Point labeling dataset records
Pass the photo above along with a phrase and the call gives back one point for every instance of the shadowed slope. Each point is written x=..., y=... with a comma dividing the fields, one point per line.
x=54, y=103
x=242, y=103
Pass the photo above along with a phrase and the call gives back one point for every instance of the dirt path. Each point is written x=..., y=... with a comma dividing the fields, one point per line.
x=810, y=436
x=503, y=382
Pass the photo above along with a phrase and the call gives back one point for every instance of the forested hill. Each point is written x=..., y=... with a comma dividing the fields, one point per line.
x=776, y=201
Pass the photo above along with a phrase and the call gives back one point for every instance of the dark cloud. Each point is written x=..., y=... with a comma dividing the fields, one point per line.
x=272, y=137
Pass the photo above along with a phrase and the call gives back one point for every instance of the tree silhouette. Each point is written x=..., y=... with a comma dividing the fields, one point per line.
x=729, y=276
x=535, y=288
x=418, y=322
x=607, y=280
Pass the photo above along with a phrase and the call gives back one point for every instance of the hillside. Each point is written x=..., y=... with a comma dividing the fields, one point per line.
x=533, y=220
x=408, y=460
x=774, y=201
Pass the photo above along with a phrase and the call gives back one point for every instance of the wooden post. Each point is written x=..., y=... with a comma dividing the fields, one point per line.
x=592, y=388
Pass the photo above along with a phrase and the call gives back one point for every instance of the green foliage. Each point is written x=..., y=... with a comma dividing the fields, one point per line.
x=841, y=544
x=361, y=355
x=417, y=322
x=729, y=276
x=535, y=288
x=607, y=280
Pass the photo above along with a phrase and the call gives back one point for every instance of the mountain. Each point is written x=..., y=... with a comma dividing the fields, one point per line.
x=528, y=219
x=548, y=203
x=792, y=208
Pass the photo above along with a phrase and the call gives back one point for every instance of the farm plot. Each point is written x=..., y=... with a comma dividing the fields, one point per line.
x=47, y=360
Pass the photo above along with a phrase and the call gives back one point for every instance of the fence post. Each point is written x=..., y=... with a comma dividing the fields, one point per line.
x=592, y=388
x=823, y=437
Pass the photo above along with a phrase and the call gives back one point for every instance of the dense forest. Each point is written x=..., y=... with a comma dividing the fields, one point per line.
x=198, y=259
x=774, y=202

Task to complete: Rewrite the stretch of the listing from the line containing "of the wooden" through the line containing "x=792, y=208", swapping "call" for "service" and leaving everything else unchanged. Give only those lines.

Answer to this exercise:
Pass the photo above along with a phrase and the service gives back one point for every instance of the wooden post. Each point is written x=..., y=... with a comma dividing the fields, one point per line.
x=592, y=388
Pass the photo above along with a phrase and the service gives back one point for every instance of the green foliage. Each point is written x=..., y=... with a comma dividing the fields, one point per line.
x=841, y=544
x=361, y=355
x=417, y=322
x=729, y=276
x=535, y=288
x=607, y=280
Pass the photo above along with a phrase and the service gives back one point for every instance of the mountain. Each point is written x=..., y=... with a comma dividing the fields, one point per line.
x=528, y=219
x=548, y=203
x=792, y=208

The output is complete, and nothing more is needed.